- _Exercise A_: According to the article below on the FDA warning letter about Dsuvia, what maximum daily dosage did the promotional communications leave out?
- _Exercise B_: Using the article below on the FDA warning letter about Dsuvia, state whether each statement agrees with it, answering yes or no and quoting the words that decide it: (i) Dsuvia is approved for use in children. (ii) AcelRx has 15 days from receiving the letter to address the concerns. (iii) Patients may take Dsuvia on their own without a health care provider.

- _Excerpt provided_:
_ _ _ _ _ _ _

The Food and Drug Administration (FDA) has issued a warning letter to AcelRx Pharmaceuticals, the manufacturer of Dsuvia (sufentanil sublingual tablet), for disseminating false and misleading promotional communications that undermine key prescribing conditions required for its safe use.
Dsuvia, a potent opioid analgesic, is approved for use in adults in a certified medically supervised health care setting (eg, hospitals, surgical centers, emergency departments) for the management of acute pain severe enough to require an opioid analgesic and for which alternative treatments are inadequate. The product should only be administered by a health care provider and is available only through a restricted program called the Dsuvia Risk Evaluation and Mitigation Strategy (REMS) Program.
The promotional communications flagged in the warning letter oversimplify the administration of the drug as “Tongue and Done.” However, the prescribing information for Dsuvia includes multiple steps for administration in order to minimize the serious risks associated with misplaced tablets. The Agency stated that “this promotion dangerously undercuts FDA-required conditions on the proper administration of the drug, which requires particular diligence to minimize the risk of serious or even fatal adverse events.”
In addition, the promotional communications failed to include the maximum daily dosage of Dsuvia (12 tablets in a 24-hour period). The Agency warned that omitting this information could potentially lead to an overdose resulting in respiratory depression and death.
The Company will have 15 days from the date of receipt of the letter to address these concerns and provide the Agency with a plan of action to distribute truthful, non-misleading, and complete corrective communications.
Health care professionals can report potentially false or misleading advertising to the FDA’s Bad Ad program.
FDA issues warning to AcelRx for making false and misleading claims about the risks and benefits of Dsuvia. [press release]. Silver Springs, MD: US Food and Drug Administration; February 16, 2021.

_ _ _ _ _ _ _

[Data extracted from a collection]

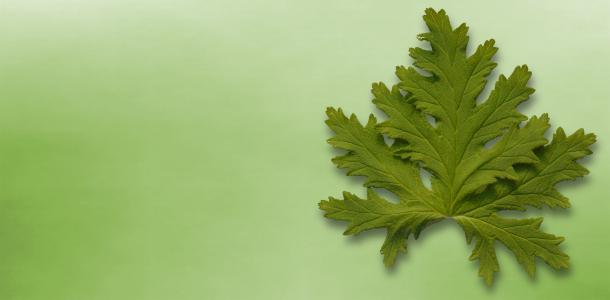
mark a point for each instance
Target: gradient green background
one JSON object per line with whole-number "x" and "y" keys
{"x": 176, "y": 149}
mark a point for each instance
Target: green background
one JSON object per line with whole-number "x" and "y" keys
{"x": 176, "y": 149}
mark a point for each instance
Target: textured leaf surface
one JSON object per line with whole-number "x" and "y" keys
{"x": 472, "y": 179}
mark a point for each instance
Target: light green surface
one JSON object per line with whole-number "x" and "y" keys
{"x": 176, "y": 150}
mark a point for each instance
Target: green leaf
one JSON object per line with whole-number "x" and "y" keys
{"x": 472, "y": 179}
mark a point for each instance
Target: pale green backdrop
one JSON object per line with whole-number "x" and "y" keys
{"x": 176, "y": 149}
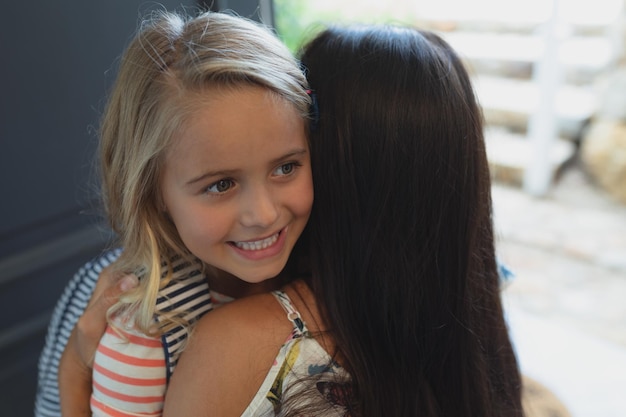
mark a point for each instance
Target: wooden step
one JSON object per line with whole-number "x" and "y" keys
{"x": 510, "y": 103}
{"x": 510, "y": 154}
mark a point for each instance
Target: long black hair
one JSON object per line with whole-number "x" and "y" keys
{"x": 402, "y": 243}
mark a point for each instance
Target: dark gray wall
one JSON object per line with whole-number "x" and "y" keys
{"x": 57, "y": 60}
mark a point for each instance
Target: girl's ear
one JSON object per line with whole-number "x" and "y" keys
{"x": 160, "y": 203}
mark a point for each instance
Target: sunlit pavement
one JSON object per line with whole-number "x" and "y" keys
{"x": 567, "y": 304}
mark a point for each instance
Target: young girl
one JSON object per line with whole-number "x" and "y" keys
{"x": 402, "y": 313}
{"x": 206, "y": 177}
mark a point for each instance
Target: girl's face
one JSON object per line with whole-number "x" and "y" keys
{"x": 237, "y": 182}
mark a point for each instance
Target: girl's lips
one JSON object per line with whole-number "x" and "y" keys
{"x": 258, "y": 244}
{"x": 262, "y": 248}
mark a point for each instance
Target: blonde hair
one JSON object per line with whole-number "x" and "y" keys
{"x": 171, "y": 60}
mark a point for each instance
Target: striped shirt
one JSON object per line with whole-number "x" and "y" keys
{"x": 188, "y": 291}
{"x": 131, "y": 369}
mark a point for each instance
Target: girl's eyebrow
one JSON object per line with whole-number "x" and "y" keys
{"x": 292, "y": 154}
{"x": 230, "y": 172}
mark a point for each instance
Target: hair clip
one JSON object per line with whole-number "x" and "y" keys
{"x": 314, "y": 111}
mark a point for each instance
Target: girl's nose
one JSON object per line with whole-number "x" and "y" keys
{"x": 259, "y": 208}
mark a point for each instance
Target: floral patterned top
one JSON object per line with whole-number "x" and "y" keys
{"x": 320, "y": 380}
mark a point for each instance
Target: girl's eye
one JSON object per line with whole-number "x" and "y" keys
{"x": 286, "y": 169}
{"x": 220, "y": 186}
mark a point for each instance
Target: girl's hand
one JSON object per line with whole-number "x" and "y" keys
{"x": 77, "y": 359}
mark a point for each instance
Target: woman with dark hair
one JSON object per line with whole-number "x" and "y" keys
{"x": 401, "y": 315}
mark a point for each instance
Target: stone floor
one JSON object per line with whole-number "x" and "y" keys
{"x": 567, "y": 304}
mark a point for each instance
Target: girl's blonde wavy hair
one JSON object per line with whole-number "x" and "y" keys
{"x": 171, "y": 63}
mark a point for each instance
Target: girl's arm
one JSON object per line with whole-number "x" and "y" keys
{"x": 227, "y": 358}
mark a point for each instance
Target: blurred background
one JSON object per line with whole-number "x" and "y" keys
{"x": 549, "y": 74}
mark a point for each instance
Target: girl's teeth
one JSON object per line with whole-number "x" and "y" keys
{"x": 259, "y": 244}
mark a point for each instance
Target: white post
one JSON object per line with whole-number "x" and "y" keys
{"x": 543, "y": 123}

_ _ _ _ _ _ _

- _Answer area A_: 12 tablets in a 24-hour period.

- _Answer area B_:
(i) No: "approved for use in adults in a certified medically supervised health care setting"
(ii) Yes: "The Company will have 15 days from the date of receipt of the letter to address these concerns"
(iii) No: "The product should only be administered by a health care provider"